- Materials provided
= Beginning of Section =

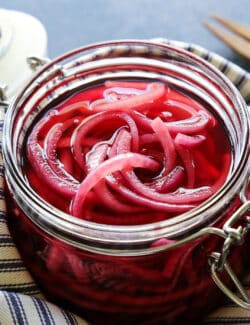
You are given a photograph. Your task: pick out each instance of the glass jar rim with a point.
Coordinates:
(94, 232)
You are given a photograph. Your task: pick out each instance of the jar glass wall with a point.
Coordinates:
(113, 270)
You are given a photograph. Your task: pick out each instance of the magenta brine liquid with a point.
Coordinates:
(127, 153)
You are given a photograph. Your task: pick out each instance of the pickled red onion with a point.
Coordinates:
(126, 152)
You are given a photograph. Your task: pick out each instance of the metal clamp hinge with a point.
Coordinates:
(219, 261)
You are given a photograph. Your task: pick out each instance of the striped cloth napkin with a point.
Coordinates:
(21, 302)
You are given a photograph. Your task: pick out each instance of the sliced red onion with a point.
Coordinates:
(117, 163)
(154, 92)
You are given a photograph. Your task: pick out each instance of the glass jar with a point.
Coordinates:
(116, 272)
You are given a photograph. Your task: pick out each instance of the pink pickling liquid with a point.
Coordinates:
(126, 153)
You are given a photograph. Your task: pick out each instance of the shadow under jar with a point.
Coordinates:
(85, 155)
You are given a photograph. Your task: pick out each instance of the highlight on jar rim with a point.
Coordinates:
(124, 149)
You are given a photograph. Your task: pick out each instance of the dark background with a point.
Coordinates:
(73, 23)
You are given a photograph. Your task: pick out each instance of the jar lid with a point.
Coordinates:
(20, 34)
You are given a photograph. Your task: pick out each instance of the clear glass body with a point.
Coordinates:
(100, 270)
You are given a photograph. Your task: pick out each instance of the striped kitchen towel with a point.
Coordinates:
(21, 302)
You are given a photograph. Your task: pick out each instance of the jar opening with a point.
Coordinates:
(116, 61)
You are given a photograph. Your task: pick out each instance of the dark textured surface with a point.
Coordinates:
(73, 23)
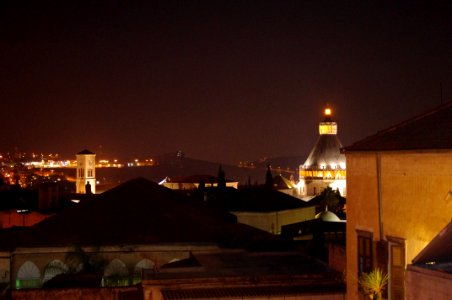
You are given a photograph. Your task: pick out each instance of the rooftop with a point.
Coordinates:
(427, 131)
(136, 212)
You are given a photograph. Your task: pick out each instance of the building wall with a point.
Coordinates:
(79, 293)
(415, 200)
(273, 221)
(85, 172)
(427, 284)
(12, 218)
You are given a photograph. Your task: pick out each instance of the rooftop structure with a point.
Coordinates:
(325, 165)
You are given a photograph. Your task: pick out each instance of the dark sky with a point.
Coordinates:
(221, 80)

= End of Section =
= Beginning of Section =

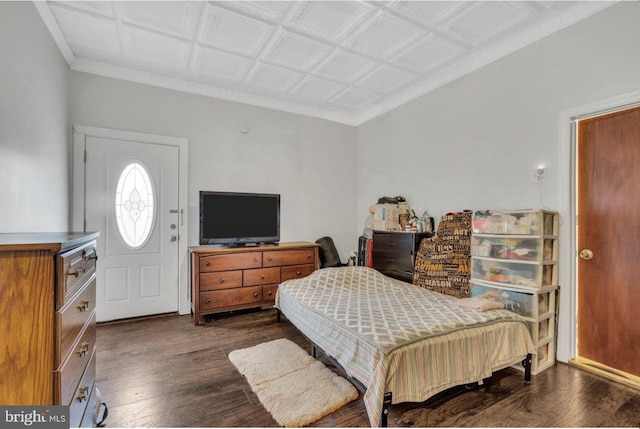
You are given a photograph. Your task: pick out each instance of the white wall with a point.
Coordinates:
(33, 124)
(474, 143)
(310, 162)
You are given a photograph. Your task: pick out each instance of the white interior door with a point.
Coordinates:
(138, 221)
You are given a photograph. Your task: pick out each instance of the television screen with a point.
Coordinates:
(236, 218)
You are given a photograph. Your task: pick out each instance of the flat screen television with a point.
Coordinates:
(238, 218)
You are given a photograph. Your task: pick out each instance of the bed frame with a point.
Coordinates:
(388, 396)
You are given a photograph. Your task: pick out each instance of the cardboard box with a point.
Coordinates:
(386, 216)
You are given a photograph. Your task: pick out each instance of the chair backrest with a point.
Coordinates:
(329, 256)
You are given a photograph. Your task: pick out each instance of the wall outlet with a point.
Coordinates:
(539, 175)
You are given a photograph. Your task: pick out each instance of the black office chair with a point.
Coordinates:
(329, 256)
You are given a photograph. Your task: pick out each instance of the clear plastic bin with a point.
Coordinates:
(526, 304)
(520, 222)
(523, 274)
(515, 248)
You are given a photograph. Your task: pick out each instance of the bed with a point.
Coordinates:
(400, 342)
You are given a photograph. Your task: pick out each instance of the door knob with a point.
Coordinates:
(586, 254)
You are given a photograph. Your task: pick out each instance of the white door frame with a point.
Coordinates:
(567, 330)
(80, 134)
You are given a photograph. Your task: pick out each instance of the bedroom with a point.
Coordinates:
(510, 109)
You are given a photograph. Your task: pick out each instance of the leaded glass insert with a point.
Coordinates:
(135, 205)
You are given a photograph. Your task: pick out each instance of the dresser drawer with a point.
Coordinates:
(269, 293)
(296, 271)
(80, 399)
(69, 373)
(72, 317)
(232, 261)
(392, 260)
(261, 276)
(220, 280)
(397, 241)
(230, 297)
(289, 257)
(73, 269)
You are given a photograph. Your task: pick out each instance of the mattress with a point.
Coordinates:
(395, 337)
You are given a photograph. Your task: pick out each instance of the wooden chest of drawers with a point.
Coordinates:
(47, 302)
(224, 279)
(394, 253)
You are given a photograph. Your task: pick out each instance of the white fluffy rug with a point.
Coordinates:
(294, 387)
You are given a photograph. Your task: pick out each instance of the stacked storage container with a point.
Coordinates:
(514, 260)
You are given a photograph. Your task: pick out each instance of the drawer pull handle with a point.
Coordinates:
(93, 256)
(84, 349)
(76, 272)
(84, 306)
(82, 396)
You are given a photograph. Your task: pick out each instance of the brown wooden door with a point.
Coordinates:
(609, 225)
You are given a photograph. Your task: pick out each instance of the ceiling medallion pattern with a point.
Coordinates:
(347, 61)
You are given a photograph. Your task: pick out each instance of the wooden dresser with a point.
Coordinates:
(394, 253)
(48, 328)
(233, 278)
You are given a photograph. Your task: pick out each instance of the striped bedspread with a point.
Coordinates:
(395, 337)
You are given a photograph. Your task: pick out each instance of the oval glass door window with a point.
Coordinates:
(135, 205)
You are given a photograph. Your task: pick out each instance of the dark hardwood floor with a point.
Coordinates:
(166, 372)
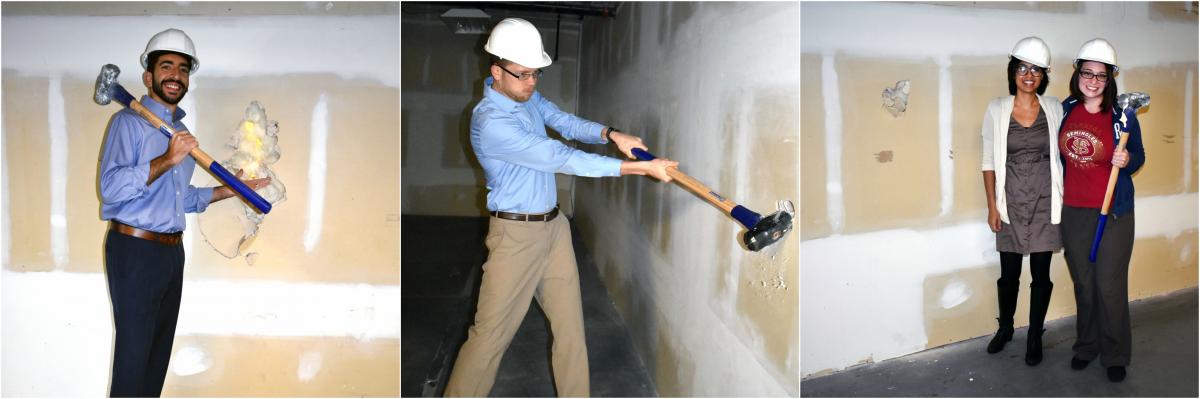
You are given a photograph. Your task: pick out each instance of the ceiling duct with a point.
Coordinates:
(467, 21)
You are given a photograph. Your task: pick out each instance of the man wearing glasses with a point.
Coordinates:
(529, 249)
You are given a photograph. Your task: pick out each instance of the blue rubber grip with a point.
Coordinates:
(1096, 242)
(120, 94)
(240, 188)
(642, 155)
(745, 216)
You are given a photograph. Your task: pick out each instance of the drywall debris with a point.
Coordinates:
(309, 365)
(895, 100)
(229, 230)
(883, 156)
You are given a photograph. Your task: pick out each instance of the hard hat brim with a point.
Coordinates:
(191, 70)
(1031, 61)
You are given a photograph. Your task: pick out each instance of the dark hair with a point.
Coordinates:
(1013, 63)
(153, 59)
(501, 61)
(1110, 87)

= End of Section =
= Beginning of Section =

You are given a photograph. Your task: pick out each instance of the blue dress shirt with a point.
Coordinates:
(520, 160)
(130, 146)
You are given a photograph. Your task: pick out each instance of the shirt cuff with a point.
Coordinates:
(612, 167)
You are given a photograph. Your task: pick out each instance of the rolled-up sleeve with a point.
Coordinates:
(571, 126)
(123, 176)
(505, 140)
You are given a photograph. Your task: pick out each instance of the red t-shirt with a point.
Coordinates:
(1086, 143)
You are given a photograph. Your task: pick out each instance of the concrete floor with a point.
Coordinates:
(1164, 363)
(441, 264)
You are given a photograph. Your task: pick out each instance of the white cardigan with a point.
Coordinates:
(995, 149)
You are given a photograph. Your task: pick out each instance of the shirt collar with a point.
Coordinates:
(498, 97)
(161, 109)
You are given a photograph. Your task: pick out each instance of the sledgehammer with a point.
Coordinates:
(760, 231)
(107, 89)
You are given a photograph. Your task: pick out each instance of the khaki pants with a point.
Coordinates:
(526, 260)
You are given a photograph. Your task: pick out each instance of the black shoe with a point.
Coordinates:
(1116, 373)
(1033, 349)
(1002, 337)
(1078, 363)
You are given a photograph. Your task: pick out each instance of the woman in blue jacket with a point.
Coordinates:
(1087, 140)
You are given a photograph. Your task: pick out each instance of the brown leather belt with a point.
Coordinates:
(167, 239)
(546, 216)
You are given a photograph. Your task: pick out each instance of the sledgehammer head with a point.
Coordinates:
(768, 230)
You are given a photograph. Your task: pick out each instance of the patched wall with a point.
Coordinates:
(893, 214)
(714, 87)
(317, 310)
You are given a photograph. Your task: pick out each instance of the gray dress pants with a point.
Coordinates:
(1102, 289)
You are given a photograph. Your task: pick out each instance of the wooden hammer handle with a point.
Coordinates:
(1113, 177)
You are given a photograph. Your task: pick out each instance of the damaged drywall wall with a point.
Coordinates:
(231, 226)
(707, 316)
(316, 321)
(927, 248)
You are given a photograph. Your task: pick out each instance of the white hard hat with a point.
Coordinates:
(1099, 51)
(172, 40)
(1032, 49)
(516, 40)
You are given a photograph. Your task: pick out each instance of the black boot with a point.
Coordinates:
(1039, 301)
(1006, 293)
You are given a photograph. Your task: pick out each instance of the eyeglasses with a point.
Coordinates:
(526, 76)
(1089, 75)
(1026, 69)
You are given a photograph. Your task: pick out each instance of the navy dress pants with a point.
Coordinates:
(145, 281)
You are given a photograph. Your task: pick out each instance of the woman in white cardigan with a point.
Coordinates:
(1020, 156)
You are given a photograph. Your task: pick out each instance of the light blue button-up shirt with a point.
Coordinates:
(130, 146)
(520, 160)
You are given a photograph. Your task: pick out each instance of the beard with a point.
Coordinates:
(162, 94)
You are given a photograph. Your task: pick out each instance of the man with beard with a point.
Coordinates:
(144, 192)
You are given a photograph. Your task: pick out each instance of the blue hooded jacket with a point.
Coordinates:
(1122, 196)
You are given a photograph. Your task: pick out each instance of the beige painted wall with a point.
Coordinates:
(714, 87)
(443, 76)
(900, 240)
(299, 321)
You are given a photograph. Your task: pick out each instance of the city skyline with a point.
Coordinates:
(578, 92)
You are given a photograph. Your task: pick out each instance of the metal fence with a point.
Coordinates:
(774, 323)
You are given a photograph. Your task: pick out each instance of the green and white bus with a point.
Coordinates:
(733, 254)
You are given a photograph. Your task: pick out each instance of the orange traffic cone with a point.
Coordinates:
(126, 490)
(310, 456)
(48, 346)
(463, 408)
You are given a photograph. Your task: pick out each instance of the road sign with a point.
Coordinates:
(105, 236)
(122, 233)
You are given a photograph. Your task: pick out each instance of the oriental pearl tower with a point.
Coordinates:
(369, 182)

= End of Section =

- What the task requires
Above are the records; from them, give again exactly the lines from the one containing "glass jar rim with a point." through the one containing "opening with a point.", both included.

- Completed exercise
You are given a photograph. Your task: pick out each instance of the glass jar rim with a point.
Coordinates:
(94, 232)
You are given a photograph. Your task: pick out each instance of the jar glass wall with a point.
Coordinates:
(113, 270)
You are given a photograph. Your task: pick out each instance of the magenta brine liquid with a point.
Coordinates:
(127, 153)
You are given a photograph. Your task: pick out each instance of the pickled red onion with a point.
Coordinates:
(126, 152)
You are given a photograph. Your task: pick out each instance of the metal clamp hinge with a point.
Coordinates:
(219, 261)
You are given a photograph. Your task: pick out each instance of the striped cloth napkin with a point.
Coordinates:
(21, 302)
You are given a photograph. Your task: pick out each instance of the sliced red onion with a point.
Coordinates:
(117, 163)
(154, 92)
You are given a photograph. Your task: pick out each instance of the glass jar with a point.
Coordinates:
(116, 272)
You are given a photograph. Your task: pick out each instance of the pink pickling liquid with a point.
Coordinates:
(126, 153)
You are given a photograph. Your task: pick out each instance of the shadow under jar with a point.
Coordinates:
(85, 155)
You are given a photograph. Your task: pick out each instance of the highlight on jar rim with a point.
Coordinates:
(124, 149)
You are given a photograph. Your task: pick out each instance of the dark background with a point.
Coordinates:
(73, 23)
You are given a photograph. Your task: pick out each instance of the jar lid with a point.
Coordinates:
(20, 34)
You are given a photograph. Your task: pick out each instance of the clear glass body with a point.
Coordinates:
(100, 270)
You are given a photograph. Your task: pick out each instance of the striped kitchen towel with a point.
Coordinates:
(21, 302)
You are given a photograph. Your task: pick out each instance of the jar opening with a point.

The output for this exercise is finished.